REQUIREMENT — Write the records out exactly, so that no picture remains in the copy.
*** DATA SUPPLIED ***
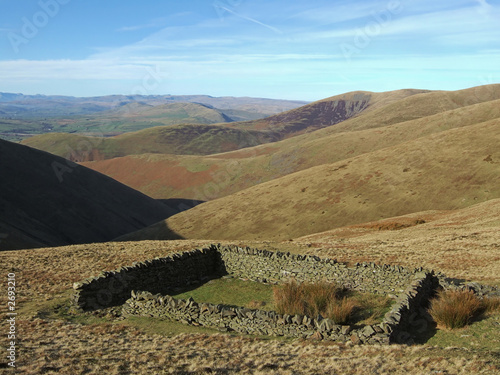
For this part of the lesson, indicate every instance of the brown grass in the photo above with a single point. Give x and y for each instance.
(341, 311)
(455, 309)
(58, 347)
(313, 299)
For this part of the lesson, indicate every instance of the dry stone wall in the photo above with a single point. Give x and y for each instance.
(275, 267)
(402, 316)
(160, 275)
(144, 289)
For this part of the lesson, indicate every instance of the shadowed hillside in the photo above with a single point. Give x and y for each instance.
(45, 200)
(449, 170)
(204, 140)
(326, 112)
(214, 176)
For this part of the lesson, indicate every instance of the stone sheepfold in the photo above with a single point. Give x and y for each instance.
(145, 287)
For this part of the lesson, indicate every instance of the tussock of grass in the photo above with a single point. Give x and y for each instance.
(455, 309)
(341, 311)
(309, 299)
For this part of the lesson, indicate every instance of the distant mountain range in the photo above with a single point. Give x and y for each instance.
(342, 161)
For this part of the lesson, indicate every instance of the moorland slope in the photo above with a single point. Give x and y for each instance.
(45, 200)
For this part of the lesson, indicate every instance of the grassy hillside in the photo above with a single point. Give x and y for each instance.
(22, 116)
(216, 176)
(326, 112)
(461, 165)
(91, 343)
(202, 140)
(45, 200)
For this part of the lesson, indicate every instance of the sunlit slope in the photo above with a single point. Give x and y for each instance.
(203, 139)
(179, 139)
(214, 176)
(449, 170)
(45, 200)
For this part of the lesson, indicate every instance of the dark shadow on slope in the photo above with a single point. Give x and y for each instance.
(178, 205)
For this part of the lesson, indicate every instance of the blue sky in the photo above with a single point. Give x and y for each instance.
(305, 50)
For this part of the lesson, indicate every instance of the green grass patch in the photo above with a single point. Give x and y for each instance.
(343, 306)
(234, 292)
(482, 335)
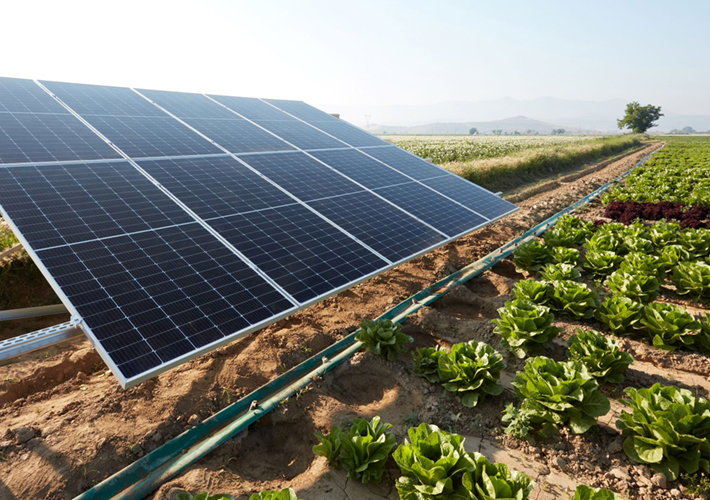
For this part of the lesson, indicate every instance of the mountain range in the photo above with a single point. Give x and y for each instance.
(544, 113)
***
ANSWER SPACE —
For this part of the lesson, indicate every instance of the brown grass in the photo above with a single point. Give x and y for each instance.
(341, 311)
(455, 309)
(58, 347)
(313, 299)
For this part of the lesson, indicate every instance of the dry stone wall in the photo above with a single point. Give x and y for each instance.
(275, 267)
(402, 316)
(160, 275)
(144, 289)
For this part of the lesson, indicate every instance of the shadowed hillside in the photo above with a single point. Give x and y for each instance.
(45, 200)
(449, 170)
(204, 140)
(326, 112)
(214, 176)
For this part of the lesson, indicate every instance of the stone sheepfold in the photo above with a single point. Give x and y for each instance.
(145, 287)
For this part of the lesson, indicate every instance of the tussock of grass in the photo above with a single point. Give x and y for each instance.
(455, 309)
(341, 311)
(309, 299)
For this part of the lesson, indicate every instance of the distant mountain range in the photo above with a single point. Give x and y for each instance.
(342, 161)
For this part of the lesson, indicate every instance of the moorland slope in the photo above with a single point. Give x and y for each instance.
(45, 200)
For this part of the lesson, indicate every instance of the grassy hillside in the photo above with a single point. Give x and y for each instance.
(22, 116)
(216, 176)
(326, 112)
(461, 165)
(91, 343)
(202, 140)
(45, 200)
For this part of the lesson, indicate every instance of the sunlit slope in the photo above with a single point. Give x and y for each instance.
(203, 139)
(179, 139)
(214, 176)
(449, 170)
(45, 200)
For this part of the lesson, indicate every instance of the dark shadow on slope in the photo above with a single point. Give x and y for each instance.
(178, 205)
For this part of the lesson, indicate every instance of the blue sky in the photo above with a single point. Give x and y for each instance.
(305, 50)
For this part of the lesson, indicate every instance of the green grass patch in the photo above with a single point. Give x and y for each instance.
(343, 306)
(234, 292)
(482, 335)
For this part of the lesson, indicate every instance of the mountain range in the photo above with a single point. Give x and y for each instance.
(544, 113)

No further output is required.